TASK SET:
**a.** Transcribe part of the Pixar passage: begin at the words "After joining Pixar" and stop after "and Buzz Lightyear.".
**b.** In the Pixar passage, who supervised Catmull as a Ph.D. student at the University of Utah?

Their work changed not only animated movies but Hollywood special effects, video games, and virtual reality.

“Both Pat and Ed have had a pervasive influence on multiple industries, both through their technical contributions and their leadership,” said David A. Price, the author of “The Pixar Touch: The Making of a Company.” “Many of the foundational techniques in 3-D computer graphics came from Ed or from people he has led.”

When they started, the young researchers hoped to make a full-length feature entirely from images generated by a computer. Hanrahan did not think they would reach this goal, but he felt they might as well get started.

“I didn’t think it would be possible in my lifetime, but I could spend the rest of my life working on it,” Hanrahan, 64, said in an interview.

After joining Pixar in 1986, he oversaw the development of a graphics system called RenderMan, building on more than a decade of work by Catmull and others. RenderMan played a key role in the making of “Toy Story” and the many Pixar features that followed, generating increasingly realistic 3-D animation. But its effect on the movie business extended well beyond characters like Woody and Buzz Lightyear.

In the late 1980s, Hanrahan and his Pixar colleagues licensed RenderMan to other movie makers. They also released the RenderMan Shading language — the computer language that allowed anyone to modify the technology. As a result, the technology improved much faster.

Even before the release of “Toy Story,” RenderMan was used to create special effects for seminal films such as James Cameron’s “Terminator 2: Judgment Day” and Steven Spielberg’s “Jurassic Park.” Later, it fed the creation of movies like “Avatar,” “Titanic” and the “Lord of the Rings” trilogy.

In the early 1970s, Catmull was a Ph.D. student at the University of Utah under one of the founding fathers of computer graphics, Ivan Sutherland. When he moved to the New York Institute of Technology on Long Island and later Lucasfilm, the Northern California movie production company that made the “Star Wars” films, he brought an academic’s sensibility, encouraging his engineers to share their work with the wider community of researchers.

DATASET EXCERPTS:
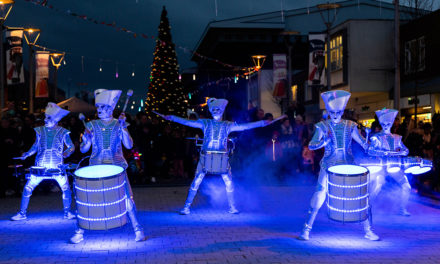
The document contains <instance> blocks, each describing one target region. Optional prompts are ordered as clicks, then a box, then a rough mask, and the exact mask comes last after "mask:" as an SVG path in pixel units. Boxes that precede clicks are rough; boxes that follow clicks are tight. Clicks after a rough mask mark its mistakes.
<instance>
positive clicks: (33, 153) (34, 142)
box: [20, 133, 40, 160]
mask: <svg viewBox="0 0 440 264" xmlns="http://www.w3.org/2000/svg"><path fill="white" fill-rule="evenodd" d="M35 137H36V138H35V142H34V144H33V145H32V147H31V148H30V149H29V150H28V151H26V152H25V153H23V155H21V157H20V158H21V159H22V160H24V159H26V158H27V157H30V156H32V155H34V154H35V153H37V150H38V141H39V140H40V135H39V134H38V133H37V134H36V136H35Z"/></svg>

* * *

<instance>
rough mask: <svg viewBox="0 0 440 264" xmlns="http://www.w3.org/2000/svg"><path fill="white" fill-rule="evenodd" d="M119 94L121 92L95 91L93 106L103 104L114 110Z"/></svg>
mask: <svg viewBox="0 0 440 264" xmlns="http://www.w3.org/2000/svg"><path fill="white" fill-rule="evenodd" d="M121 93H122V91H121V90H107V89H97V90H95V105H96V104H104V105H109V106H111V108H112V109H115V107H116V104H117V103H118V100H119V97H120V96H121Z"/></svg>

* * *

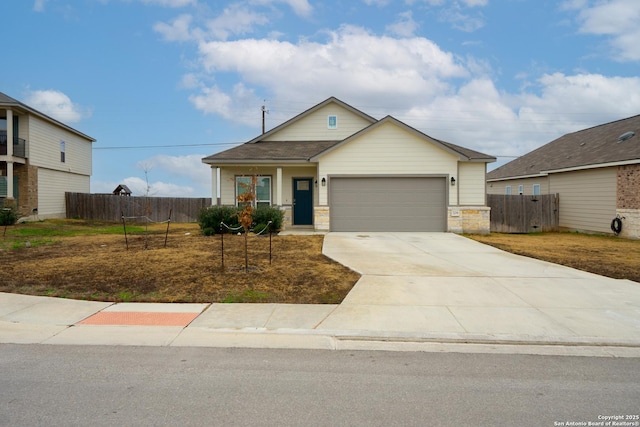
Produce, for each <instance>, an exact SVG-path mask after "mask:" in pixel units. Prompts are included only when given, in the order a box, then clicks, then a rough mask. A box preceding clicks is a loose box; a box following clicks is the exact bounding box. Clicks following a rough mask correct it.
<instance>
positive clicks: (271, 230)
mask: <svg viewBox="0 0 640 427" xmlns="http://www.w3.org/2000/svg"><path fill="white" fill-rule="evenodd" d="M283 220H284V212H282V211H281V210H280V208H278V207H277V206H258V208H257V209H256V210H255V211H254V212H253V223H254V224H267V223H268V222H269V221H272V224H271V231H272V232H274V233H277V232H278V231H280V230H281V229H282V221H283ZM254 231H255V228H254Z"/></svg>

EXERCISE RESPONSES:
**a.**
After joining Pixar in 1986, he oversaw the development of a graphics system called RenderMan, building on more than a decade of work by Catmull and others. RenderMan played a key role in the making of “Toy Story” and the many Pixar features that followed, generating increasingly realistic 3-D animation. But its effect on the movie business extended well beyond characters like Woody and Buzz Lightyear.

**b.** Ivan Sutherland